• **EXCERPTED PASSAGE**
*** Begin section ***

Building relationships and trust
Seden et al (2011) suggests that social workers are often caught between care and control finding their way through complex relationships with service users, other professionals, peers and the public. Trust is an important factor in facilitating open discussion and successful role negation, both of which are important features of inter-professional working (Barrett and Keeping, 2005). Where professionals trust each other’s motives, competence and dependability they are more able to manage risky situations (Lawson, 2004). Trust is an important element of collaborative working relationship.
Gasper (2010) highlights that partnership working can mean better access to service and an avoidance of duplication which means service can be delivered in more of a cost-effective way.
Differences in languages
Within partnership working there can be many professionals involved. Issues may arise when there is a use of specialist language that not everyone understands (Maguire and Truscott, 2006)
Communication across professions can be difficult especially when they are not in the same location, this can result in a breakdown of communication and delays in services (McCormack et al, 2008)
Inequalities in status and pay
There may be differences in status between professionals and this must be acknowledged to see if they impact upon communication (Barrett and Keeping, 2005). Some practitioners perceive threats to their professional status, autonomy and control when asked to participate in more democratic decision making forums (Lloyd and Wait, 2006).

*** End section ***

• **YOUR INSTRUCTIONS**
Revise the excerpt on partnership working between "Communication across professions" and "and Wait, 2006).", inclusive, replacing "status" with "standing".

• **PROVIDED RECORDS**

*** Begin section ***

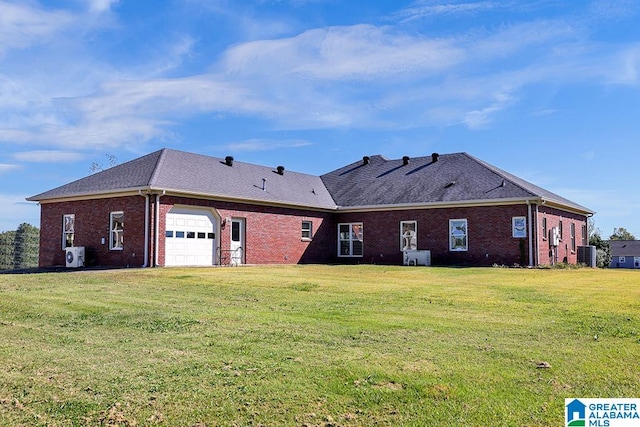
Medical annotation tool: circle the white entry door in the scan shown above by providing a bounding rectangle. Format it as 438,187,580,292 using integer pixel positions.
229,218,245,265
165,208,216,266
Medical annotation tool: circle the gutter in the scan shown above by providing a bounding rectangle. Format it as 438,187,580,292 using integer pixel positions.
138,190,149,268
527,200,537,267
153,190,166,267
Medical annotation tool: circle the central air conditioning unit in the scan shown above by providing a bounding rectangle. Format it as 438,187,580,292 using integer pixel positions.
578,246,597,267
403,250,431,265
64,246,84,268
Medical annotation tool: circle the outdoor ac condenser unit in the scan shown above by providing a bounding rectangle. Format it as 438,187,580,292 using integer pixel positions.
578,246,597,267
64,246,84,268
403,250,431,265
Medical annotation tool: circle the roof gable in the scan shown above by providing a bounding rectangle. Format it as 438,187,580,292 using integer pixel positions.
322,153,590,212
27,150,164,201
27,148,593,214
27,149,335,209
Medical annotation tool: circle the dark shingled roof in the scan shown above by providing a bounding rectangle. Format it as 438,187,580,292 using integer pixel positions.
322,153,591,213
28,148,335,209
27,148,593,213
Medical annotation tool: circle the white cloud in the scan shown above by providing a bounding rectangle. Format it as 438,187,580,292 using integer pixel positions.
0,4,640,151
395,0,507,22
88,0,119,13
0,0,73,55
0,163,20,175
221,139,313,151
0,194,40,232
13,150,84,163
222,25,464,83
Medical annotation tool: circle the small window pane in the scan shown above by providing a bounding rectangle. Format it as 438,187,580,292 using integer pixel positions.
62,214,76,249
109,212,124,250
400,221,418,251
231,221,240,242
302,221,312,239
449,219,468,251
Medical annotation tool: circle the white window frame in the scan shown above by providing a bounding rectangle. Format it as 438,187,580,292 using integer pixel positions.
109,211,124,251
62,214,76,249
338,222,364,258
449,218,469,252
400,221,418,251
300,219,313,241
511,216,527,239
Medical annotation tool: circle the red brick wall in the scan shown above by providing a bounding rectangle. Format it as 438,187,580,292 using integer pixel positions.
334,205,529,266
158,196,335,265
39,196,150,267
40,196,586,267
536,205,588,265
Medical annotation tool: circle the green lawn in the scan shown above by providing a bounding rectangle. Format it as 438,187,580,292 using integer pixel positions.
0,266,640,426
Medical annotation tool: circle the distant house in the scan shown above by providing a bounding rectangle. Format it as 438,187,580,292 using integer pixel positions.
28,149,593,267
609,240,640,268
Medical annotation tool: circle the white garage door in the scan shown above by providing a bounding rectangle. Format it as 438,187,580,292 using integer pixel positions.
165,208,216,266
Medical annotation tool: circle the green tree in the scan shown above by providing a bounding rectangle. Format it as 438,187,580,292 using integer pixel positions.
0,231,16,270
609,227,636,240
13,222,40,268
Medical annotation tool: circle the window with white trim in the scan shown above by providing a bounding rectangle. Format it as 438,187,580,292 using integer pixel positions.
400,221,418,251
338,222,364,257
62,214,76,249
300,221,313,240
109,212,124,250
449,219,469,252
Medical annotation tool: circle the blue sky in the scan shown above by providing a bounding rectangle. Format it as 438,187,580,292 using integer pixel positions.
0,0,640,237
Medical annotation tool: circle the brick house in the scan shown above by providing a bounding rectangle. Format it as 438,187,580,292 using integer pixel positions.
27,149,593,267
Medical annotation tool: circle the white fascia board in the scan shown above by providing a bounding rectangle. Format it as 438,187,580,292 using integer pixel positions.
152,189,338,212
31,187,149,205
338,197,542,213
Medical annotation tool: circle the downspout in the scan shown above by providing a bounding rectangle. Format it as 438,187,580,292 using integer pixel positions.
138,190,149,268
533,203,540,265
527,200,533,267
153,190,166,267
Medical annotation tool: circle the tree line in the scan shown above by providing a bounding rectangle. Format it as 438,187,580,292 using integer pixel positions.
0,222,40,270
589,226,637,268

*** End section ***

• **EXERCISE RESULT**
Communication across professions can be difficult especially when they are not in the same location, this can result in a breakdown of communication and delays in services (McCormack et al, 2008)
Inequalities in standing and pay
There may be differences in standing between professionals and this must be acknowledged to see if they impact upon communication (Barrett and Keeping, 2005). Some practitioners perceive threats to their professional standing, autonomy and control when asked to participate in more democratic decision making forums (Lloyd and Wait, 2006).